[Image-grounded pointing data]
______
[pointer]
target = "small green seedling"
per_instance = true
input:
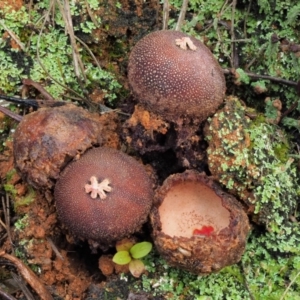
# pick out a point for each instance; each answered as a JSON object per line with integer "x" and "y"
{"x": 129, "y": 253}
______
What is being asked: The task calls for duplicating the data exactly, with no images kept.

Finished exercise:
[pointer]
target = "small green seedling"
per_instance = true
input:
# pick out a point for each instance; each answered as a JSON object per line with integer "x" and "y"
{"x": 129, "y": 253}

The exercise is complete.